Objective A:
List every dollar amount stated in millions in the passage on bank liquidity and capital.
Objective B:
Please quote the passage on bank liquidity and capital, starting at "We believe that" and ending at "5% stock dividend.".

— begin Passage given —

We also have several additional sources of liquidity, including the
available-for-sale investment securities portfolio, which at June 30, 2001
amounted to $33.5 million. Also, many of our loans are originated pursuant to
underwriting standards which make them readily marketable to other financial
institutions or investors in the secondary market. In addition, in order to meet
liquidity needs on a temporary basis, we have established lines of credit with
other financial institutions to purchase up to $9.0 million in Federal funds and
may borrow funds at the Federal Reserve discount window, subject to our ability
to supply collateral. During the fourth quarter of 2000, we became a member of
the Federal Home Loan Bank of New York and have an additional overnight
borrowing line of $5.4 million. In addition, subject to certain Federal Home
Loan Bank requirements, we may also obtain longer-term advances of up to 30% of
our assets. As of June 30, 2001, we have no borrowed funds.

We believe that our liquidity position is sufficient to provide funds to meet
future loan demand or the possible outflow of deposits, in addition to enabling
us to adapt to changing interest rate conditions.


Capital Resources

Stockholder's equity increased by $718 thousand at June 30, 2001 compared to
December 31, 2000. The changes in stockholders' equity during the six months
ended June 30, 2001 were comprised of an increase from net income of $681
thousand and an increase of $40 thousand in the unrealized gains, net of taxes,
in the available-for-sale investment securities portfolio. These increases were
partially offset by $3 thousand paid as cash in lieu of fractional shares for
our second quarter 5% stock dividend.

Our regulators, the Board of Governors of the Federal Reserve System (which
regulates bank holding companies), and the Bank's Federal regulator, the Federal
Deposit Insurance Corporation, have issued guidelines classifying and defining
capital into the following components: (1) Tier I Capital, which includes
tangible stockholders' equity for common stock and certain qualifying preferred
stock, and excludes net unrealized gains or losses on available-for-sale
securities and deferred tax assets that are dependent on projected taxable
income greater than one year in the future, and (2) Tier II Capital (Total
Capital), which includes a portion of the

                                       14



allowance for loan losses and certain
qualifying long-term debt and preferred stock that does not qualify for Tier I
Capital. The risk-based capital guidelines require financial institutions to
apply certain risk factors ranging from 0% to 100%, against assets to determine
total risk-based assets. The minimum Tier I and the combined Tier I and Tier II
capital to risk-weighted assets ratios are 4.0% and 8.0%, respectively. Our
Regulators have also adopted regulations which supplement the risk-based capital
guidelines to include a minimum leverage ratio of Tier I Capital to total assets
of 3.0%. For those institutions with higher levels of risk or that are
experiencing or anticipating significant growth, the minimum leverage ratio will
be proportionately increased by 100 to 200 basis points.

— end Passage given —
— begin Stored records —

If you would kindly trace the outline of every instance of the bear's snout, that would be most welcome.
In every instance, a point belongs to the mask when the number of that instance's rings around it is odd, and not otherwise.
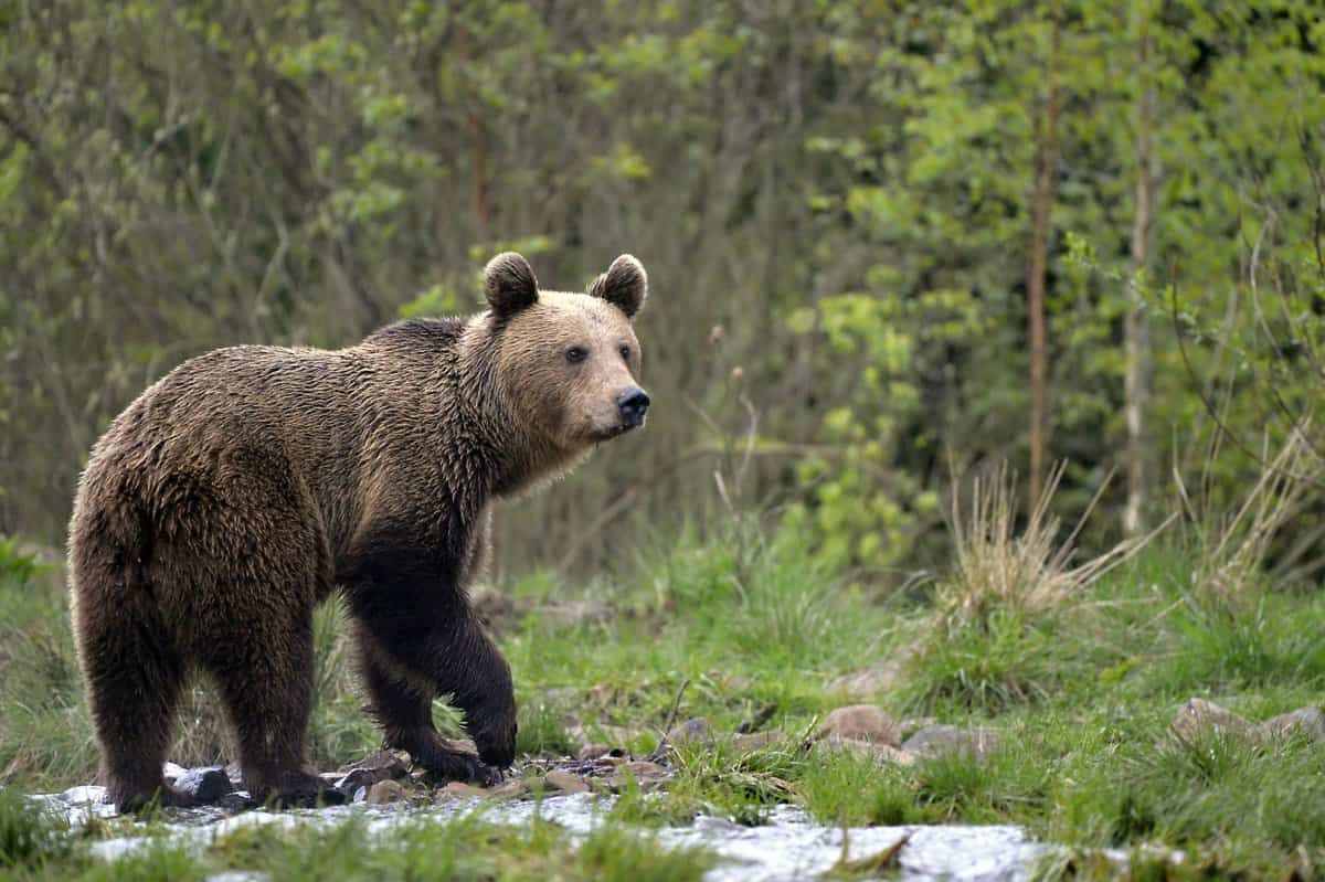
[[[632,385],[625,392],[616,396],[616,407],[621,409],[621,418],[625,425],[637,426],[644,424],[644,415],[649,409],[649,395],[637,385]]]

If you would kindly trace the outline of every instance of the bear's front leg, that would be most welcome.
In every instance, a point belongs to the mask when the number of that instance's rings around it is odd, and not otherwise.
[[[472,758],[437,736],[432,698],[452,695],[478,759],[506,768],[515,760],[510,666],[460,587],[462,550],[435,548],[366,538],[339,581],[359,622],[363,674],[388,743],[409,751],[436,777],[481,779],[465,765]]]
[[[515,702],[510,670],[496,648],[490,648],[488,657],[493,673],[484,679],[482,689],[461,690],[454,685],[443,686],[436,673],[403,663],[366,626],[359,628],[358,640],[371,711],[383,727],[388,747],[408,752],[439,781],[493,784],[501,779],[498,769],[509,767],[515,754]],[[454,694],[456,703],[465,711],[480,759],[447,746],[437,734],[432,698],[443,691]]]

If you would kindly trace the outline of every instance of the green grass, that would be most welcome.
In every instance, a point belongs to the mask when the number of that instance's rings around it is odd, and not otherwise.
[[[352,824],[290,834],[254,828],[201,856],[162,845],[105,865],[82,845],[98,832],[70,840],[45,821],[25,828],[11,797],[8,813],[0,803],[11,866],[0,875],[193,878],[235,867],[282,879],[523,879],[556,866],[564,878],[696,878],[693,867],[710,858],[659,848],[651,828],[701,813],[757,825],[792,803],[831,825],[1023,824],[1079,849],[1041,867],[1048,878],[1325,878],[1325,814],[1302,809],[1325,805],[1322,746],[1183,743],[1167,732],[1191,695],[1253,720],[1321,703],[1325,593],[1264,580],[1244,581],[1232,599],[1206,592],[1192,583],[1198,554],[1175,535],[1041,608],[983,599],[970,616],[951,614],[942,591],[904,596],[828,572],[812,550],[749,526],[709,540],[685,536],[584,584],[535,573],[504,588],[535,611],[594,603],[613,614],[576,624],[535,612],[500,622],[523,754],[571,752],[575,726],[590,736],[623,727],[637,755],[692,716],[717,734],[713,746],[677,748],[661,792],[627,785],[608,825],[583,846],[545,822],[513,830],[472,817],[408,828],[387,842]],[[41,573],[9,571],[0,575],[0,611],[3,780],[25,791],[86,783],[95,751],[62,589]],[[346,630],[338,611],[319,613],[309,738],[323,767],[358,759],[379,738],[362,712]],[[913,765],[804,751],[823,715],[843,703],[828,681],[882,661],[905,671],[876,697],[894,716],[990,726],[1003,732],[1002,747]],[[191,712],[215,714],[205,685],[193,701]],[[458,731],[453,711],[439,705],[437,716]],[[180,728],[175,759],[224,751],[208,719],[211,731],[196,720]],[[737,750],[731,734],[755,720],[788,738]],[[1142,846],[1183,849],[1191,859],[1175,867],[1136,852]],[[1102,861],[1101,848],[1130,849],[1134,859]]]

— end Stored records —

Worked solution A:
$33.5 million
$9.0 million
$5.4 million

Worked solution B:
We believe that our liquidity position is sufficient to provide funds to meet
future loan demand or the possible outflow of deposits, in addition to enabling
us to adapt to changing interest rate conditions.


Capital Resources

Stockholder's equity increased by $718 thousand at June 30, 2001 compared to
December 31, 2000. The changes in stockholders' equity during the six months
ended June 30, 2001 were comprised of an increase from net income of $681
thousand and an increase of $40 thousand in the unrealized gains, net of taxes,
in the available-for-sale investment securities portfolio. These increases were
partially offset by $3 thousand paid as cash in lieu of fractional shares for
our second quarter 5% stock dividend.